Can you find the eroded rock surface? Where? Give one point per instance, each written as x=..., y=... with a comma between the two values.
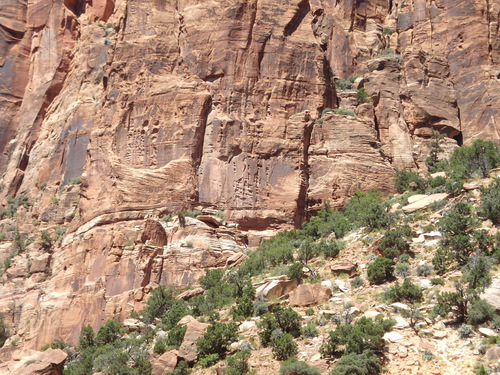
x=113, y=111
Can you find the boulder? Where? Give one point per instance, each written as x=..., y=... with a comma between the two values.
x=393, y=336
x=188, y=294
x=236, y=259
x=211, y=220
x=310, y=294
x=493, y=354
x=492, y=293
x=274, y=287
x=133, y=325
x=49, y=362
x=40, y=263
x=487, y=332
x=423, y=202
x=166, y=363
x=194, y=331
x=345, y=267
x=153, y=234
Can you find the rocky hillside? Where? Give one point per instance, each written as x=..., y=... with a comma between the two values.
x=122, y=119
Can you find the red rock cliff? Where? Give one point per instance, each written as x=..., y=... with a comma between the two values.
x=165, y=105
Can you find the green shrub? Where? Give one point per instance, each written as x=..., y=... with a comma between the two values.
x=456, y=302
x=160, y=347
x=364, y=334
x=279, y=249
x=294, y=367
x=182, y=368
x=162, y=304
x=465, y=331
x=243, y=308
x=357, y=282
x=406, y=179
x=307, y=251
x=407, y=292
x=295, y=271
x=326, y=222
x=476, y=273
x=309, y=330
x=457, y=227
x=490, y=201
x=345, y=112
x=284, y=319
x=330, y=249
x=217, y=339
x=367, y=209
x=193, y=213
x=237, y=364
x=345, y=84
x=127, y=356
x=175, y=336
x=387, y=31
x=283, y=345
x=365, y=363
x=402, y=269
x=437, y=281
x=380, y=271
x=260, y=308
x=208, y=360
x=424, y=270
x=475, y=160
x=325, y=111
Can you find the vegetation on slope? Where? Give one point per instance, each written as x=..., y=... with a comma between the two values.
x=355, y=344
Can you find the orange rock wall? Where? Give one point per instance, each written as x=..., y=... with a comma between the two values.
x=162, y=106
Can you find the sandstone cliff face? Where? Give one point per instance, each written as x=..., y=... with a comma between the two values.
x=161, y=106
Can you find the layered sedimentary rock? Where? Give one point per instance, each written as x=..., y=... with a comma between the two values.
x=160, y=106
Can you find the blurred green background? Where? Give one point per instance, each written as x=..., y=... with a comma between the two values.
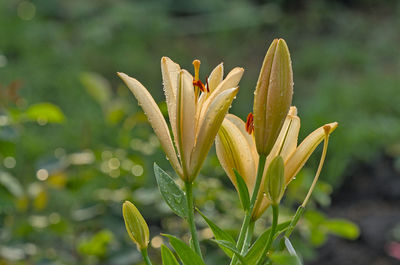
x=74, y=144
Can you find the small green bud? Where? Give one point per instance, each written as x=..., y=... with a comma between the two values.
x=135, y=225
x=275, y=180
x=273, y=95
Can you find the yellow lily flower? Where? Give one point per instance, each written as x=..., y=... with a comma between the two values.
x=236, y=149
x=195, y=112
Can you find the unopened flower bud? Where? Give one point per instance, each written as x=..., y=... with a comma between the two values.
x=275, y=180
x=273, y=95
x=135, y=225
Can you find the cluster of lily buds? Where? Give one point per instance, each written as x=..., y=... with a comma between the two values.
x=275, y=134
x=195, y=112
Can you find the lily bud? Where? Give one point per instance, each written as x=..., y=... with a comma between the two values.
x=275, y=180
x=273, y=95
x=135, y=225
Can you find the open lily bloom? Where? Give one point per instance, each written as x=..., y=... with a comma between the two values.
x=195, y=112
x=236, y=149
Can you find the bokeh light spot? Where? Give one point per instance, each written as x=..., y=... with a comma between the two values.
x=26, y=10
x=42, y=174
x=9, y=162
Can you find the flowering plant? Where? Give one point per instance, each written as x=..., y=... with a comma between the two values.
x=260, y=156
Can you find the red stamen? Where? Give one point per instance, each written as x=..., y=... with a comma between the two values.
x=200, y=85
x=207, y=85
x=250, y=123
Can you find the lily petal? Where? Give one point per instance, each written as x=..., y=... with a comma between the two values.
x=216, y=77
x=232, y=80
x=241, y=125
x=208, y=130
x=297, y=160
x=185, y=122
x=234, y=152
x=155, y=118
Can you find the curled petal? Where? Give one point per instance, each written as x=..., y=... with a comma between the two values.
x=250, y=140
x=170, y=74
x=232, y=80
x=208, y=129
x=299, y=157
x=155, y=118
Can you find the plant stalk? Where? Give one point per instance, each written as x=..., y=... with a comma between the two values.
x=192, y=225
x=247, y=218
x=145, y=256
x=275, y=215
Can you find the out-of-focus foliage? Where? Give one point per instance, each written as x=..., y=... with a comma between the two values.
x=74, y=145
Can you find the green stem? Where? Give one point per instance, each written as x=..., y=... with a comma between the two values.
x=247, y=218
x=249, y=236
x=275, y=214
x=146, y=256
x=294, y=221
x=192, y=226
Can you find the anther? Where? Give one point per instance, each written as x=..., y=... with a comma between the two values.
x=250, y=123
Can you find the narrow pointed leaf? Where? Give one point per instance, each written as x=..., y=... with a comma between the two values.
x=219, y=234
x=254, y=253
x=155, y=117
x=291, y=250
x=167, y=256
x=231, y=246
x=185, y=253
x=284, y=259
x=171, y=193
x=243, y=191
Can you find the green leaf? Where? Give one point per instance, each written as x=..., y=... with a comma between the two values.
x=243, y=191
x=219, y=234
x=291, y=250
x=167, y=256
x=231, y=246
x=46, y=112
x=97, y=86
x=11, y=184
x=284, y=259
x=185, y=253
x=342, y=228
x=255, y=252
x=172, y=194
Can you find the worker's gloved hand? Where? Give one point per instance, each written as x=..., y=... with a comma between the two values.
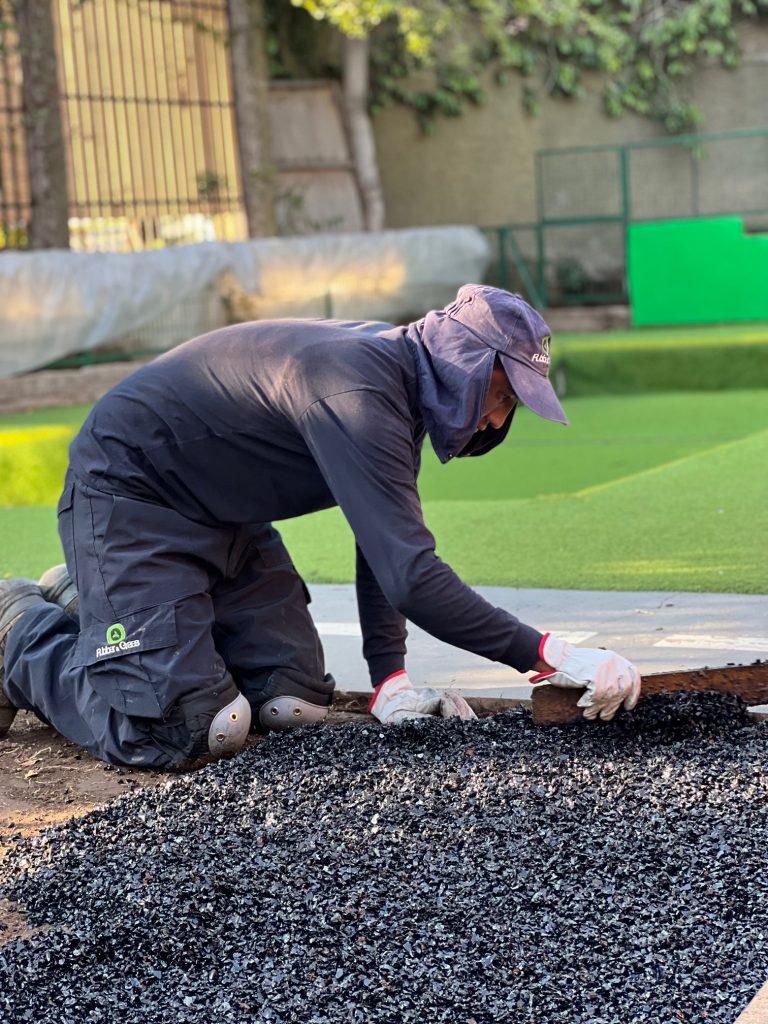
x=395, y=700
x=609, y=680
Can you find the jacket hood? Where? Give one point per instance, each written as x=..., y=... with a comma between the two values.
x=454, y=367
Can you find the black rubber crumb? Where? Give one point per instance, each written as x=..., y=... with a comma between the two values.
x=439, y=871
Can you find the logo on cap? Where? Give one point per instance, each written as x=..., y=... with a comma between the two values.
x=543, y=356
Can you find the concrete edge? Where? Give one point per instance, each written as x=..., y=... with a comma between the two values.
x=757, y=1011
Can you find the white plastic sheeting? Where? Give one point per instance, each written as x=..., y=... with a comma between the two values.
x=56, y=303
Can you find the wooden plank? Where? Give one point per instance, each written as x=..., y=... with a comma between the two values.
x=356, y=704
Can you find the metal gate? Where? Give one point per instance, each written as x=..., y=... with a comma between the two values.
x=147, y=118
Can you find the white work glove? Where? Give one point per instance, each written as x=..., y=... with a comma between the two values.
x=609, y=679
x=395, y=700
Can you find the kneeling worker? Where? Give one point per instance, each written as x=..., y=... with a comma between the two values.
x=179, y=621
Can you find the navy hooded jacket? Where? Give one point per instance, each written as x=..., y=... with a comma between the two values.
x=271, y=420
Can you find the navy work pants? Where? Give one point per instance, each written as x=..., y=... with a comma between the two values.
x=175, y=617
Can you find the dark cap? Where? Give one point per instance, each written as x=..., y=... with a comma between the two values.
x=521, y=339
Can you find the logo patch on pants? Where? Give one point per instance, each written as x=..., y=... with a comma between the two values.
x=116, y=642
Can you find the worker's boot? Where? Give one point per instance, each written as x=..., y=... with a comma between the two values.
x=16, y=596
x=58, y=589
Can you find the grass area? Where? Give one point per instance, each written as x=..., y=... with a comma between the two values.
x=643, y=359
x=653, y=492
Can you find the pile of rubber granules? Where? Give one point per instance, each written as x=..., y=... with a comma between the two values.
x=439, y=871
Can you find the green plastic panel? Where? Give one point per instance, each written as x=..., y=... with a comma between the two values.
x=707, y=270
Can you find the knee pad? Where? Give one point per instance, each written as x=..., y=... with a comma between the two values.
x=280, y=701
x=229, y=728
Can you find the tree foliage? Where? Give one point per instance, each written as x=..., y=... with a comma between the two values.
x=434, y=55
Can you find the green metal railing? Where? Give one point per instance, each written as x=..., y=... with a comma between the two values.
x=574, y=252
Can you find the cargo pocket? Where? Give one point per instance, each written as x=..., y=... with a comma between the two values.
x=129, y=659
x=66, y=520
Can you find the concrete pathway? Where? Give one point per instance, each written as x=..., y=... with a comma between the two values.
x=656, y=631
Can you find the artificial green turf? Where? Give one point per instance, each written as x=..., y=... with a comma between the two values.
x=658, y=492
x=662, y=359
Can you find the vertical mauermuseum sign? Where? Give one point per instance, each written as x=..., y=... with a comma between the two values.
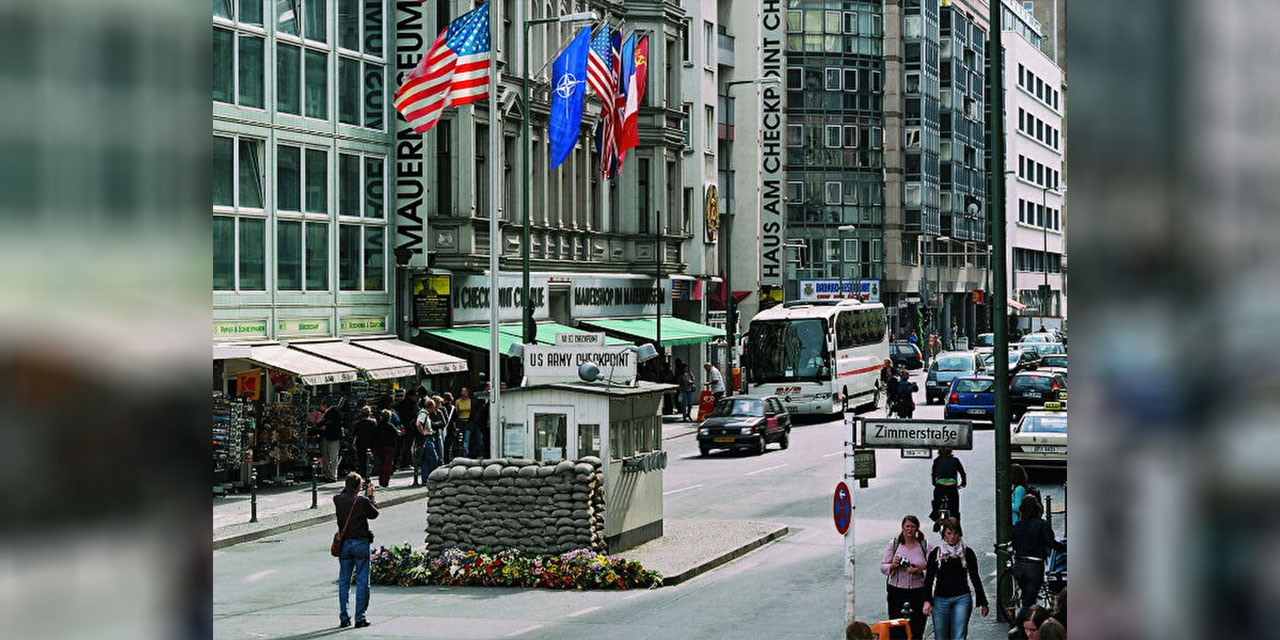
x=364, y=324
x=241, y=329
x=410, y=158
x=772, y=149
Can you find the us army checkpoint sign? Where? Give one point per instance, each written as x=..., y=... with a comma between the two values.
x=933, y=434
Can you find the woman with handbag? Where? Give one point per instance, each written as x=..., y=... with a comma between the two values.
x=904, y=563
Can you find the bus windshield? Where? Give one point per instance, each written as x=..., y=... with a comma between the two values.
x=789, y=350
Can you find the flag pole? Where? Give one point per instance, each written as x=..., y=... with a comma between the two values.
x=494, y=238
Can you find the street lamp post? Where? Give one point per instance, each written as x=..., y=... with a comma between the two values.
x=529, y=328
x=727, y=216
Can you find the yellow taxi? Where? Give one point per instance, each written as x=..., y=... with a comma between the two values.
x=1040, y=437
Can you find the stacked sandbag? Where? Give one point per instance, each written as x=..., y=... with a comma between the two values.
x=516, y=503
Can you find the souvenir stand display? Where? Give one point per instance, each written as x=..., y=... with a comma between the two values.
x=233, y=439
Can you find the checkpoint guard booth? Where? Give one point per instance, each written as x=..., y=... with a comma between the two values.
x=584, y=400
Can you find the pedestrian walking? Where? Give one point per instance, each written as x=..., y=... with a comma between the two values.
x=428, y=456
x=364, y=440
x=385, y=439
x=1029, y=624
x=947, y=476
x=330, y=426
x=903, y=565
x=1032, y=540
x=688, y=393
x=353, y=512
x=464, y=419
x=1018, y=476
x=951, y=568
x=714, y=380
x=905, y=403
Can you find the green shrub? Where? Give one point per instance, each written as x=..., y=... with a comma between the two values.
x=579, y=570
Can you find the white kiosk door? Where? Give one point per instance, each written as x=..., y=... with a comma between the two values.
x=554, y=432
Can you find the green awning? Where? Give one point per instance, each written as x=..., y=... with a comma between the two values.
x=508, y=334
x=673, y=329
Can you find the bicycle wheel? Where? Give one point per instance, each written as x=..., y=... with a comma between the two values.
x=1009, y=607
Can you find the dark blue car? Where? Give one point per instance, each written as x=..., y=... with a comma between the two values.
x=972, y=397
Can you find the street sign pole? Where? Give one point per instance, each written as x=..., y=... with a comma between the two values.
x=850, y=439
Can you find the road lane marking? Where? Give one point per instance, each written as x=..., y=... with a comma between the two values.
x=260, y=575
x=684, y=489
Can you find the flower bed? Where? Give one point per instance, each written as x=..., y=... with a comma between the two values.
x=579, y=570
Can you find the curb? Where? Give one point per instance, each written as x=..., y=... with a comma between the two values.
x=222, y=543
x=725, y=558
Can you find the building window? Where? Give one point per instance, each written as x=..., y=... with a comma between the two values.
x=850, y=136
x=709, y=39
x=795, y=135
x=833, y=195
x=832, y=136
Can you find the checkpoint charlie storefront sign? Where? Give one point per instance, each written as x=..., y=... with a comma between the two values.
x=589, y=297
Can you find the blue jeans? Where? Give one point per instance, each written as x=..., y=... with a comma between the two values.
x=353, y=557
x=951, y=617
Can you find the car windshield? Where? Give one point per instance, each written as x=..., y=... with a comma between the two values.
x=1032, y=382
x=1033, y=424
x=789, y=350
x=739, y=407
x=974, y=385
x=952, y=364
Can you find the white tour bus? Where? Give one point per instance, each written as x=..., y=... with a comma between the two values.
x=818, y=357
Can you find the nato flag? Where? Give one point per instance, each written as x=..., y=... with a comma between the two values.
x=568, y=88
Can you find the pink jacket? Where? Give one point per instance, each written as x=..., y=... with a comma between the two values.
x=899, y=576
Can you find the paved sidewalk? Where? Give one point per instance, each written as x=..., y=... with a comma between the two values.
x=282, y=510
x=693, y=547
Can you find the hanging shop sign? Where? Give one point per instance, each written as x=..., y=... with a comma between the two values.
x=433, y=301
x=302, y=327
x=712, y=214
x=362, y=324
x=835, y=288
x=250, y=384
x=240, y=329
x=547, y=365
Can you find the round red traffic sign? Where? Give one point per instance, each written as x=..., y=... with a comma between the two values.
x=842, y=507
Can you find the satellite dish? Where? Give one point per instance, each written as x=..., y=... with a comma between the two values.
x=590, y=373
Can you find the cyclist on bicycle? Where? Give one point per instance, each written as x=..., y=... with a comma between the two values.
x=1032, y=540
x=947, y=478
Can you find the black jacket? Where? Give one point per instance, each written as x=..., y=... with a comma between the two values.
x=366, y=510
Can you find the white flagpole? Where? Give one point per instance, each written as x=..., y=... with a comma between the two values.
x=494, y=238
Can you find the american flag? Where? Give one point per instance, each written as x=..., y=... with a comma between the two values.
x=453, y=72
x=598, y=62
x=609, y=158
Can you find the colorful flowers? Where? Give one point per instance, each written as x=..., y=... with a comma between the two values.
x=580, y=568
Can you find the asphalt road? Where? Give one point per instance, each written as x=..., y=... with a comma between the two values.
x=284, y=586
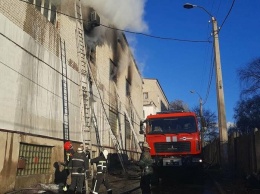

* **TASK TO COMPLETE**
Count the lines in the data above that contain the string "pants", and give only that number.

* **RESULT**
2